__Texte fourni__:
----------------

Le hasard a voulu que je me mette à lire "Soleil vert" deux jours avant la fameuse date "du dépassement", celle au delà de laquelle la consommation en ressources naturelles de l'humanité excède celles que la planète est capable de régénérer. Or, s'il a été écrit en 1966, jamais un bouquin ne m'aura paru aussi actuel...
Au début pourtant, Soleil vert a plutôt des allures de roman d'anticipation vaguement post-apocalyptique, sauf qu'il n'y a pas eu d'apocalypse. Dans un New-York où la surpopulation est devenue problématique, c'est l'été, il fait très chaud, l'eau et la nourriture sont rationnées. Nous y suivons plusieurs personnages, tentant chacun de survivre à leur façon: Andy, simple flic; Billy, jeune homme débrouillard; Shirl, compagne d'un riche homme d'affaires. Trois personnages issus de milieux différents donc, qui ne le savent pas, mais dont les destins vont être amenés à se croiser très vite.

----------------

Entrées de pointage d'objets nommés

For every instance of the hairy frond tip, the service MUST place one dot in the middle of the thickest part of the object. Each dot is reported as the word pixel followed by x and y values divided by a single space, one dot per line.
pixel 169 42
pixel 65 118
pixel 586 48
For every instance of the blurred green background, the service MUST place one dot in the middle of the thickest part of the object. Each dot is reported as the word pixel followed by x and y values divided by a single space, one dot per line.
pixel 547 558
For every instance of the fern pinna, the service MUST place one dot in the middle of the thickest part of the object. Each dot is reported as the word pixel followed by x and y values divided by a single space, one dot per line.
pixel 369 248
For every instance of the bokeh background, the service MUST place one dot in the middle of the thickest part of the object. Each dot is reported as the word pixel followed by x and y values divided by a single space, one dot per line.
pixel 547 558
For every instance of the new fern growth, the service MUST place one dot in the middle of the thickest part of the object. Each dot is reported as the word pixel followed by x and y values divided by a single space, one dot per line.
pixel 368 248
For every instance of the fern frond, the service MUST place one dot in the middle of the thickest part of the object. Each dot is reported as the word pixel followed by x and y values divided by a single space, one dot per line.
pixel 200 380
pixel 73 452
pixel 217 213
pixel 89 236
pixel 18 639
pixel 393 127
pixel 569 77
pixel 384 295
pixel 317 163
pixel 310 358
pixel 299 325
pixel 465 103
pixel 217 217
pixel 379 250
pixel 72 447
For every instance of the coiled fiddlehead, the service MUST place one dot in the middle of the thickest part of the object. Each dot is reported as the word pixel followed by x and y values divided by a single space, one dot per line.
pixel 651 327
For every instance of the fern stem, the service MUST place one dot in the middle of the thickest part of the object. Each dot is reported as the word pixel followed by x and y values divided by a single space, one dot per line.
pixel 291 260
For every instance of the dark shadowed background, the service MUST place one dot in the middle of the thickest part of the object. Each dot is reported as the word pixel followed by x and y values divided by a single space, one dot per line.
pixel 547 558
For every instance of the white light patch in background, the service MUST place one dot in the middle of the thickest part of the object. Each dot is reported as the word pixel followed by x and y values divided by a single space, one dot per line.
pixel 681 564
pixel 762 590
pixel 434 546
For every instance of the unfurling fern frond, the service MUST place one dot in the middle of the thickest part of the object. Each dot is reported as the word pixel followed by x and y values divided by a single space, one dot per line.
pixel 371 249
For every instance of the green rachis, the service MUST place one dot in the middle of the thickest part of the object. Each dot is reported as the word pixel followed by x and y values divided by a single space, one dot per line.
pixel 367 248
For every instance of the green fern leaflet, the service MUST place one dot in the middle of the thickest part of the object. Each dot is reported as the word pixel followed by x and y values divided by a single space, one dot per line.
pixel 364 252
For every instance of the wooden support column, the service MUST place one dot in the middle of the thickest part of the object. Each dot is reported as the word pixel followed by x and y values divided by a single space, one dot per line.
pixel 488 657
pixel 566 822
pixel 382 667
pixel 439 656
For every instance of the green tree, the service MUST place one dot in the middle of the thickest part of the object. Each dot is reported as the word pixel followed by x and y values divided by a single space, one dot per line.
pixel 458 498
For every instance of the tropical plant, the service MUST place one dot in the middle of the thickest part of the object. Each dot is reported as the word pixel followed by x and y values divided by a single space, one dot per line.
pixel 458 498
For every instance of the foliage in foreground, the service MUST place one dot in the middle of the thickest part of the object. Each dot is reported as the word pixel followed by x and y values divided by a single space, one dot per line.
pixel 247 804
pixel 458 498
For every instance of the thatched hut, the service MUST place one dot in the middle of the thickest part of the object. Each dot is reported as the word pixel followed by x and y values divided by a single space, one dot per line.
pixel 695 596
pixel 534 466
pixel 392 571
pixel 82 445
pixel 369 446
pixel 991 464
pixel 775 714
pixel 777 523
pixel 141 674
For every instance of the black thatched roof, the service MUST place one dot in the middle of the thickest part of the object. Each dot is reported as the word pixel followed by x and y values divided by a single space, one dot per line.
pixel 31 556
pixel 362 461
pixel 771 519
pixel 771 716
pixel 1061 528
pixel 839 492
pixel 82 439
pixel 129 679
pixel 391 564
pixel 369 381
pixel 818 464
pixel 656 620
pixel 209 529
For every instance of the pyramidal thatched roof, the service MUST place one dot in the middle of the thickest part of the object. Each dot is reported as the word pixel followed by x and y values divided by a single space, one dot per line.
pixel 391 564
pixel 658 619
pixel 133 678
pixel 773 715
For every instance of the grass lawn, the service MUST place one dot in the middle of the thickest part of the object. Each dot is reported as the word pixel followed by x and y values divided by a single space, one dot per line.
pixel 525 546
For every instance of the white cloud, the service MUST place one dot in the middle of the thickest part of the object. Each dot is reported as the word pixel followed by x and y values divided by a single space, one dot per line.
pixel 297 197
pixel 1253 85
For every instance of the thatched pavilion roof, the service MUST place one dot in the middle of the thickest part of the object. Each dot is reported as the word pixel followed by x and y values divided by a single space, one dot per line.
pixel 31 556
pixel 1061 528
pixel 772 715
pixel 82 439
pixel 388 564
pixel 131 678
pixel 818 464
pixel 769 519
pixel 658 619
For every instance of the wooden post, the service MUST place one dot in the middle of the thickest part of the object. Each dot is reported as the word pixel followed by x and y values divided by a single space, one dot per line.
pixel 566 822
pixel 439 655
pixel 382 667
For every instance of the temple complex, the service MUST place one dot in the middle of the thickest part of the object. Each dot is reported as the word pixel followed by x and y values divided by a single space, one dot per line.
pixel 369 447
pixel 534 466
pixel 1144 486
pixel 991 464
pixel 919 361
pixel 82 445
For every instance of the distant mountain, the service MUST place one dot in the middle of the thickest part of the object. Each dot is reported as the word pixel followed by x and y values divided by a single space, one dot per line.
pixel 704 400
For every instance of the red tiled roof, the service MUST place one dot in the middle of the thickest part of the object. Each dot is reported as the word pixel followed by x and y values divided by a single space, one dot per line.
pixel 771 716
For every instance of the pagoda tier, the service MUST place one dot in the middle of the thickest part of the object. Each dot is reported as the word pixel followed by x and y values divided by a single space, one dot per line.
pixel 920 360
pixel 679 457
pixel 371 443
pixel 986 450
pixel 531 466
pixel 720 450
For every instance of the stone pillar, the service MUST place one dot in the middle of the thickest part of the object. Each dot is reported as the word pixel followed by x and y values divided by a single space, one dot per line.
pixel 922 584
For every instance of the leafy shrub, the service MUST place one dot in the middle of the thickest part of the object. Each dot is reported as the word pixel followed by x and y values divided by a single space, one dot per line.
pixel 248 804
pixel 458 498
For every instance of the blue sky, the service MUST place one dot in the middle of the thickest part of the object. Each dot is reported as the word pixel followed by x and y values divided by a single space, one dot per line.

----------------

__Consigne__: Pouvez-vous reprendre mot pour mot le passage du texte sur Soleil vert qui va de « Le hasard a » jusqu'à « paru aussi actuel... » inclus ? Ces enregistrements constituent un matériau distinct du texte.

__Réponse__:
Le hasard a voulu que je me mette à lire "Soleil vert" deux jours avant la fameuse date "du dépassement", celle au delà de laquelle la consommation en ressources naturelles de l'humanité excède celles que la planète est capable de régénérer. Or, s'il a été écrit en 1966, jamais un bouquin ne m'aura paru aussi actuel...